__Task material__

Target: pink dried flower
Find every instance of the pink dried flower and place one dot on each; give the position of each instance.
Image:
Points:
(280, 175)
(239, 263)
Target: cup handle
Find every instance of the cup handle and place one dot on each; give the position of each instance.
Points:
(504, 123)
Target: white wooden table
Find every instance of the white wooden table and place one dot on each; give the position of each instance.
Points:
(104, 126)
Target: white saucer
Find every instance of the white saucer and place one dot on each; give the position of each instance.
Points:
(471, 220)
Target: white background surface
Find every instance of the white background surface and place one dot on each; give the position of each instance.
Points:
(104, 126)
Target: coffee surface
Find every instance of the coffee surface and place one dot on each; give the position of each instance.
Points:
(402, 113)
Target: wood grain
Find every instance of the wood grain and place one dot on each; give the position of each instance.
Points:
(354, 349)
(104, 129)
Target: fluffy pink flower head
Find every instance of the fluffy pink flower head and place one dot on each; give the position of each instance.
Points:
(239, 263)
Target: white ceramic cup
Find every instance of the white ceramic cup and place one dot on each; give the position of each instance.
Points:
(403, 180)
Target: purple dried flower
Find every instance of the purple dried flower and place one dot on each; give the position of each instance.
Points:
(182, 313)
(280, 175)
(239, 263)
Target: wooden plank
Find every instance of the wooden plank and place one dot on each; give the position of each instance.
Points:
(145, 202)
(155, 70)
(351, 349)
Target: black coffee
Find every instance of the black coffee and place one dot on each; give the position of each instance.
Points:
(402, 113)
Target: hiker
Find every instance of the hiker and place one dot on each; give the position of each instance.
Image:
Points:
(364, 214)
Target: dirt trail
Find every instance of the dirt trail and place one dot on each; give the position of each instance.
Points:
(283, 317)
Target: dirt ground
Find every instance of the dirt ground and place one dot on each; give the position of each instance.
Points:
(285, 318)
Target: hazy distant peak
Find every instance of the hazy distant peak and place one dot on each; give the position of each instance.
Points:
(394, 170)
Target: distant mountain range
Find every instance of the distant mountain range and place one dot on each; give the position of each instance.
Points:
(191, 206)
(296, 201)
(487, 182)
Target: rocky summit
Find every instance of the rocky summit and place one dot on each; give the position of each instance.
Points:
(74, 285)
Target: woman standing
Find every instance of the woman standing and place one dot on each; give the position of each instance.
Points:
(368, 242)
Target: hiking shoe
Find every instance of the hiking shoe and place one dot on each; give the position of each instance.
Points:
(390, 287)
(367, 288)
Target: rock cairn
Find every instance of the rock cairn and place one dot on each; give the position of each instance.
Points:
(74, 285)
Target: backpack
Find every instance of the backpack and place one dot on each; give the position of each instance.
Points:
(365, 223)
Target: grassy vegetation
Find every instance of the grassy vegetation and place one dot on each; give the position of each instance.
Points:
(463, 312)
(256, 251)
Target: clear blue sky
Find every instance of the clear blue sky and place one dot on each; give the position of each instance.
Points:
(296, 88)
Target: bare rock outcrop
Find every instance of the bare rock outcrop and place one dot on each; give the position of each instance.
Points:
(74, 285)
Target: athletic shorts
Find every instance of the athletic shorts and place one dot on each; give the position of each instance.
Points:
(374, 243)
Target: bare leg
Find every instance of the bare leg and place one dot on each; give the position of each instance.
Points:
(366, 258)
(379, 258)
---
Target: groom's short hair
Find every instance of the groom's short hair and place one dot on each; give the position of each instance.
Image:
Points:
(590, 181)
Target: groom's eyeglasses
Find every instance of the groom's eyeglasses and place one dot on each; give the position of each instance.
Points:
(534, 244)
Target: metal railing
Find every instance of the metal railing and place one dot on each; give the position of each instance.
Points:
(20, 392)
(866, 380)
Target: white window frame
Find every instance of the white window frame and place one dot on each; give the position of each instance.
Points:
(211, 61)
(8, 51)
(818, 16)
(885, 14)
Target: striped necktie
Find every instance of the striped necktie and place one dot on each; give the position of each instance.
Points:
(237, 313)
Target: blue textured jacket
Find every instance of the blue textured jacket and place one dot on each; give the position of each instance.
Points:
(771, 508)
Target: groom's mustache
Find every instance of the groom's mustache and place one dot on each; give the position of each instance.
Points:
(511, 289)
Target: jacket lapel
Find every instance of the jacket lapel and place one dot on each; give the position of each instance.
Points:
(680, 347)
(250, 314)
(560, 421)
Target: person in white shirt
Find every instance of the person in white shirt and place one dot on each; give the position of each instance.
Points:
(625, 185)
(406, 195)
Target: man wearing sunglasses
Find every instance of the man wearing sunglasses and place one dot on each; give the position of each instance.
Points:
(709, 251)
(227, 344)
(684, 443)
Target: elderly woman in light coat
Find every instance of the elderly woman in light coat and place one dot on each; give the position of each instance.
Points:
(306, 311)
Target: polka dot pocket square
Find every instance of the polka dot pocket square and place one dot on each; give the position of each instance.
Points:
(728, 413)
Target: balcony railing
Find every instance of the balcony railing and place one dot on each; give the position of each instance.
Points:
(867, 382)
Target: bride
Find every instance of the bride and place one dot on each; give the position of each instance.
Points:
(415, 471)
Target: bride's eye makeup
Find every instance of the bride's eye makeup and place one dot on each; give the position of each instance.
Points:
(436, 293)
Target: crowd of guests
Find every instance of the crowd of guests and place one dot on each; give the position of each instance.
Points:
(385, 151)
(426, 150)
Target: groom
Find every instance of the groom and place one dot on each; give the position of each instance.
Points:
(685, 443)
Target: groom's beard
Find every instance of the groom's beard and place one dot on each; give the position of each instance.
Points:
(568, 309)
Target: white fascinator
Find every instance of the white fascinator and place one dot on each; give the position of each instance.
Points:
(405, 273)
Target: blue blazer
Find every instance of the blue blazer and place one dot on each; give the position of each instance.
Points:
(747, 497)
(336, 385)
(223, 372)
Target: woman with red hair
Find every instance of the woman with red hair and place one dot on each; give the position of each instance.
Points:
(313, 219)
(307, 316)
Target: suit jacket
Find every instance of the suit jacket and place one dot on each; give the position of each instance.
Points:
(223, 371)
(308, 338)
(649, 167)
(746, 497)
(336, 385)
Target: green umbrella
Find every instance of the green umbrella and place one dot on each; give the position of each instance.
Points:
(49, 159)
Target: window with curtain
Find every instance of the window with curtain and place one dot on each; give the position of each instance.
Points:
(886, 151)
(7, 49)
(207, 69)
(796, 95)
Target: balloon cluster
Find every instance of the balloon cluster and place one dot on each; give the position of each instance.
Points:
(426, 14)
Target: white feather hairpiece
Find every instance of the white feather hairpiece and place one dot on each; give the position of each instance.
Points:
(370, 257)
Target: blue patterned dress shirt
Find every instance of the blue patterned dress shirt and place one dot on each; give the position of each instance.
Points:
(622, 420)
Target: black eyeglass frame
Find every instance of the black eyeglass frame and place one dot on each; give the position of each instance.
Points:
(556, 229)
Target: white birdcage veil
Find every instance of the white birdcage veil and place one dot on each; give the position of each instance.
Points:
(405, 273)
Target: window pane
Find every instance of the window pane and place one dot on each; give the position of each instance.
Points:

__Exercise details__
Above are the records; repeat exactly the lines from the one holding "Find every instance of the clear" down to the one holding "Target: bare leg", end lines included.

__Exercise result__
Find every instance of the clear blue sky and place one dot on each; give the position of each instance.
Points:
(296, 88)
Target: bare rock outcrop
Find every instance of the bare rock outcrop and place one dot on each; give the position of each instance.
Points:
(74, 285)
Target: athletic shorts
Find every instance of the athletic shorts and place one dot on each; give the position of each instance.
Points:
(374, 243)
Target: bare leg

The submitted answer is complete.